### PROBLEM
Which lines of the data below contain the word "player"? Report each such line in full, treating uppercase and lowercase as different.
--- Start of DATA ENTRIES ---
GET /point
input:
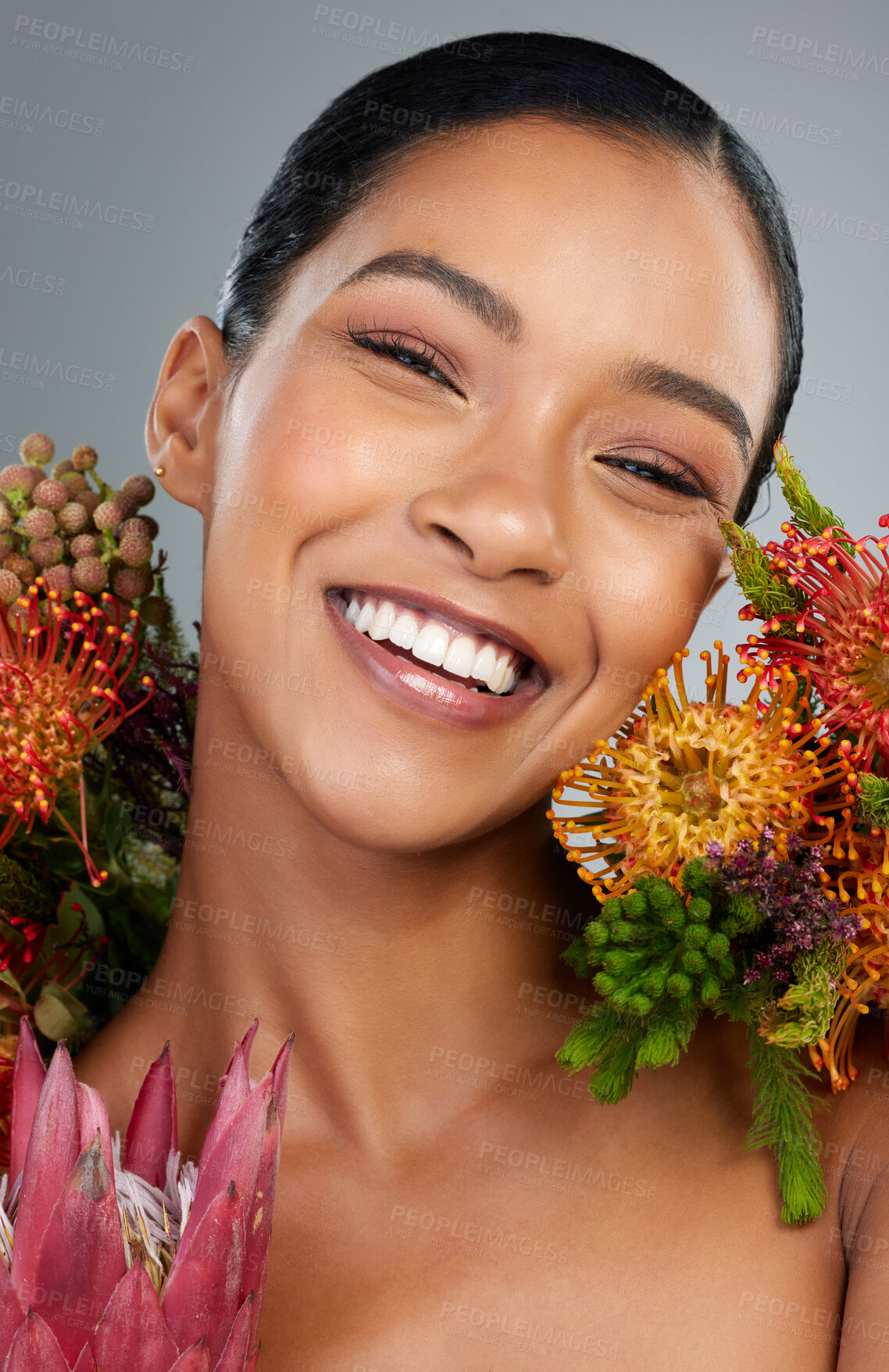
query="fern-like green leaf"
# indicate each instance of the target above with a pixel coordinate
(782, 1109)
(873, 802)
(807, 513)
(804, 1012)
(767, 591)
--- End of DATA ENTRIES ---
--- Start of DATA ENTRIES ---
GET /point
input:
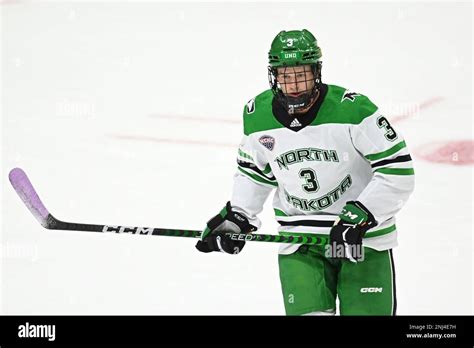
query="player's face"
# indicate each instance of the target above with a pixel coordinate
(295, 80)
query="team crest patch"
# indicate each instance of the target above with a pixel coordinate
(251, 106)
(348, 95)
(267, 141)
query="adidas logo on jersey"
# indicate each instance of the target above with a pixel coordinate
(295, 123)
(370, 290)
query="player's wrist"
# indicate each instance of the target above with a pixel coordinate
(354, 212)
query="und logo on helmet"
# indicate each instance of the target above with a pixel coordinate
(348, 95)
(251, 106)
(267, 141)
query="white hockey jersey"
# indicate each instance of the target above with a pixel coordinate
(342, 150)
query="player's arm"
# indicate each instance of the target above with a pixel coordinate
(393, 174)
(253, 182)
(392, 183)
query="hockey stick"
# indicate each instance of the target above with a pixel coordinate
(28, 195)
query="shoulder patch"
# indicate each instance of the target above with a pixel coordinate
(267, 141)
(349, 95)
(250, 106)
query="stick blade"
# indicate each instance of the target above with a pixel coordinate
--- End of DATA ENTRIES ---
--- Start of DATA ENTRIES ---
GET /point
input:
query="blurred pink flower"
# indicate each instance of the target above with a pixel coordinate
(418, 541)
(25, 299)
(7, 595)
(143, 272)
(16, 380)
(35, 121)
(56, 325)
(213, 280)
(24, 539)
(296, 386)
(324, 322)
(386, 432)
--- End of DATA ENTRIES ---
### OUTPUT
query="player's face"
query="player's wrist"
query="player's arm"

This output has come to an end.